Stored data
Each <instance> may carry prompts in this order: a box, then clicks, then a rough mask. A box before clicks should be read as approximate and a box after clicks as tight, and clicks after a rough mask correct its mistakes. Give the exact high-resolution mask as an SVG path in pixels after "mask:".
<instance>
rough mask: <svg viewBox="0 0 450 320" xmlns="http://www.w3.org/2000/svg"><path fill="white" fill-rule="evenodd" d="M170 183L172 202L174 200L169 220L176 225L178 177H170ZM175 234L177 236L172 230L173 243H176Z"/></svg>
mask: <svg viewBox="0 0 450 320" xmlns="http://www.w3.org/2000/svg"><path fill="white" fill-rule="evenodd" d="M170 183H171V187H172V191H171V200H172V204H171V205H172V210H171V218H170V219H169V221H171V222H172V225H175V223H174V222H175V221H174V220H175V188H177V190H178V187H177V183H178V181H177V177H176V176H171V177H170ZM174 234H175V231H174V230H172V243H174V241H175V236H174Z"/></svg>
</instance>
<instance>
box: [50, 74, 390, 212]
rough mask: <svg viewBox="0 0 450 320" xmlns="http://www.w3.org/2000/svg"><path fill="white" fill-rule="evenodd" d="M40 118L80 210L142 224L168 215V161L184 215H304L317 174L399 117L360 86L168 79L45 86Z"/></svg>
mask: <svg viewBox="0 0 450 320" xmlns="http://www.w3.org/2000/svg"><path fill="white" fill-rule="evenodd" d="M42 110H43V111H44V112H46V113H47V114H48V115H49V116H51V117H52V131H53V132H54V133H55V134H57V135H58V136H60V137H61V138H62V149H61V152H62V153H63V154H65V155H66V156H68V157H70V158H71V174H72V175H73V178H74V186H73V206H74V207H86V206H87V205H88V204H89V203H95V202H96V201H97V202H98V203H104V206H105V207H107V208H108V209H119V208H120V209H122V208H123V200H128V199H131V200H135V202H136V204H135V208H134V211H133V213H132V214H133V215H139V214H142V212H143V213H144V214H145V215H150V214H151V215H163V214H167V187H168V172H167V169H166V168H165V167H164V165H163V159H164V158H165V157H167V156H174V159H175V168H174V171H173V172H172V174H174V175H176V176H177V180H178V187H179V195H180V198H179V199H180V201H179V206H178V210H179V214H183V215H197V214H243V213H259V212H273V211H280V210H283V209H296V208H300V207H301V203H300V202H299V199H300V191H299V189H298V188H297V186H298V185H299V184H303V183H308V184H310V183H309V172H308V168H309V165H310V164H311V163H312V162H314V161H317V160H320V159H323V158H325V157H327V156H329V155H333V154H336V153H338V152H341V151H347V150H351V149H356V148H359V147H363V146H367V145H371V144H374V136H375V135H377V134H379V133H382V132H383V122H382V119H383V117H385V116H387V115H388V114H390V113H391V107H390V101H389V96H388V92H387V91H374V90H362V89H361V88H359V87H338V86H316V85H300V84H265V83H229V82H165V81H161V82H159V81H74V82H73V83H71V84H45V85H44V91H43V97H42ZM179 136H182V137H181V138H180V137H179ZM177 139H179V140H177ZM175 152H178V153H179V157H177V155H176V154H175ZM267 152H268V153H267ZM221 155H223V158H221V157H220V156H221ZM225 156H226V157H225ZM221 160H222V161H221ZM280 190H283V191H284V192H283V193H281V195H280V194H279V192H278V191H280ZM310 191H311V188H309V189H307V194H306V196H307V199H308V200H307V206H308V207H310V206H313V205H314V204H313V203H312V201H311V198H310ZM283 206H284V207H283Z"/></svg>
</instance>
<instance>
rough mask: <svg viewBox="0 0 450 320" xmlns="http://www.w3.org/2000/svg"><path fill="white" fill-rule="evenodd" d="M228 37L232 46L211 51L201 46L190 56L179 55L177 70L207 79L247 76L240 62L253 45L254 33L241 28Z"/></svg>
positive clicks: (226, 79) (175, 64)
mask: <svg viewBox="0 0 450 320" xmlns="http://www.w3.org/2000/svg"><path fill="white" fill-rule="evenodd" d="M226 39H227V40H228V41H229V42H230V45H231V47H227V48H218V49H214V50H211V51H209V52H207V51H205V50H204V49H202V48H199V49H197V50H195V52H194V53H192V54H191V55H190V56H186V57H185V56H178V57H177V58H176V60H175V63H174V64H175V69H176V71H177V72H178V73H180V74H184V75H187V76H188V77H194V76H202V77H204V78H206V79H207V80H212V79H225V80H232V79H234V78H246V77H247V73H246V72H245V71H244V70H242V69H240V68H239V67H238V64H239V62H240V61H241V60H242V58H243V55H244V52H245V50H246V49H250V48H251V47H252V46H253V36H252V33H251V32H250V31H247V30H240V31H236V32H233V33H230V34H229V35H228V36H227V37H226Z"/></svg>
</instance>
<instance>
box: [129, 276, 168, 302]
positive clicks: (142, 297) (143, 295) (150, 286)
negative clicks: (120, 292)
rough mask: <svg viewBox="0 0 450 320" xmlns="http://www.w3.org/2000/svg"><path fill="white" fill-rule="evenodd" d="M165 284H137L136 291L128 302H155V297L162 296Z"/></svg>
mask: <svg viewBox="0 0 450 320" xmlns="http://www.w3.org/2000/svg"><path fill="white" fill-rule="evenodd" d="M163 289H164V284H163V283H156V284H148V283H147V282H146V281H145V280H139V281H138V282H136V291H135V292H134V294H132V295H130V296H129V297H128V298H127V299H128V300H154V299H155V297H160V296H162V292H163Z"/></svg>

How to complete this task — Each line of the records above must be copied exactly.

Answer to this problem —
Each <instance> may carry prompts in this order: a box, then clicks, then a rough mask. A box before clicks should be read as approximate and a box after clicks as tight, and clicks after a rough mask correct its mistakes. Give the exact high-resolution mask as an SVG path in pixels after "mask:".
<instance>
rough mask: <svg viewBox="0 0 450 320" xmlns="http://www.w3.org/2000/svg"><path fill="white" fill-rule="evenodd" d="M170 183L172 202L174 200L169 220L176 225L178 177H170ZM175 234L177 236L172 230L173 243H176Z"/></svg>
mask: <svg viewBox="0 0 450 320" xmlns="http://www.w3.org/2000/svg"><path fill="white" fill-rule="evenodd" d="M170 183H171V187H172V191H171V200H172V204H171V205H172V210H171V218H170V219H169V221H171V222H172V225H175V223H174V222H175V221H174V220H175V188H177V190H178V187H177V183H178V181H177V177H176V176H171V177H170ZM174 234H175V231H174V230H172V243H174V241H175V236H174Z"/></svg>
</instance>
<instance>
box: [50, 74, 390, 212]
rough mask: <svg viewBox="0 0 450 320" xmlns="http://www.w3.org/2000/svg"><path fill="white" fill-rule="evenodd" d="M40 118L80 210L142 224L168 215V161L184 215H304L317 174L399 117L360 86L168 79L45 86Z"/></svg>
mask: <svg viewBox="0 0 450 320" xmlns="http://www.w3.org/2000/svg"><path fill="white" fill-rule="evenodd" d="M42 110H43V111H44V112H46V113H47V114H48V115H49V116H51V117H52V131H53V132H54V133H55V134H57V135H58V136H60V137H61V138H62V149H61V152H62V153H63V154H65V155H66V156H68V157H70V158H71V174H72V175H73V178H74V186H73V206H74V207H86V206H87V205H88V204H89V203H95V202H96V201H97V202H98V203H104V206H105V207H107V208H108V209H119V208H120V209H122V208H123V200H128V199H131V200H135V202H136V204H135V208H134V211H133V213H132V214H133V215H139V214H142V212H143V213H144V214H145V215H150V214H151V215H163V214H167V187H168V172H167V169H166V168H165V167H164V165H163V159H164V158H165V157H167V156H174V159H175V168H174V171H173V172H172V174H174V175H176V176H177V180H178V187H179V195H180V198H179V199H180V201H179V206H178V210H179V214H183V215H197V214H243V213H259V212H273V211H280V210H283V209H296V208H300V207H301V203H300V202H299V199H300V191H299V189H298V188H297V186H298V185H299V184H303V183H308V184H310V183H309V172H308V168H309V165H310V164H311V163H312V162H314V161H317V160H320V159H323V158H325V157H327V156H329V155H333V154H336V153H338V152H341V151H347V150H351V149H356V148H359V147H363V146H367V145H371V144H374V136H375V135H377V134H379V133H382V132H383V122H382V119H383V117H385V116H387V115H388V114H390V113H391V107H390V101H389V96H388V92H387V91H374V90H362V89H361V88H359V87H338V86H316V85H300V84H265V83H229V82H165V81H161V82H159V81H74V82H73V83H71V84H45V85H44V91H43V97H42ZM179 136H182V137H181V138H180V137H179ZM177 139H179V140H177ZM175 152H178V153H179V157H177V155H176V154H175ZM267 152H268V153H267ZM221 155H223V158H221V157H220V156H221ZM225 156H226V157H225ZM221 160H222V161H221ZM280 190H283V191H284V192H283V193H281V195H280V194H279V192H278V191H280ZM310 191H311V188H309V189H307V194H306V196H307V199H308V200H307V206H308V207H310V206H313V205H314V204H313V203H312V201H311V198H310ZM283 206H284V207H283Z"/></svg>
</instance>
<instance>
rough mask: <svg viewBox="0 0 450 320" xmlns="http://www.w3.org/2000/svg"><path fill="white" fill-rule="evenodd" d="M228 37L232 46L211 51L201 46L190 56L179 55L177 70L207 79L247 76L240 62L253 45L254 33L241 28Z"/></svg>
positive clicks: (226, 79) (175, 64)
mask: <svg viewBox="0 0 450 320" xmlns="http://www.w3.org/2000/svg"><path fill="white" fill-rule="evenodd" d="M226 39H227V40H228V41H229V42H230V45H231V47H227V48H218V49H214V50H211V51H209V52H207V51H205V50H204V49H202V48H199V49H197V50H195V52H194V53H192V54H191V55H190V56H186V57H185V56H178V57H177V58H176V60H175V63H174V64H175V69H176V71H177V72H178V73H180V74H184V75H187V76H188V77H194V76H202V77H204V78H206V79H207V80H212V79H225V80H232V79H234V78H246V77H247V73H246V72H245V71H244V70H242V69H240V68H239V67H238V64H239V62H240V61H241V60H242V58H243V55H244V52H245V50H246V49H250V48H251V47H252V46H253V36H252V33H251V32H250V31H247V30H240V31H236V32H233V33H230V34H229V35H228V36H227V37H226Z"/></svg>
</instance>
<instance>
box: [129, 276, 168, 302]
positive clicks: (142, 297) (143, 295) (150, 286)
negative clicks: (120, 292)
rough mask: <svg viewBox="0 0 450 320" xmlns="http://www.w3.org/2000/svg"><path fill="white" fill-rule="evenodd" d="M165 284H137L136 291L128 302H155V297L162 296Z"/></svg>
mask: <svg viewBox="0 0 450 320" xmlns="http://www.w3.org/2000/svg"><path fill="white" fill-rule="evenodd" d="M163 289H164V284H163V283H156V284H148V283H147V282H146V281H145V280H139V281H138V282H136V291H135V292H134V294H132V295H130V296H129V297H128V298H127V299H128V300H154V299H155V297H160V296H162V292H163Z"/></svg>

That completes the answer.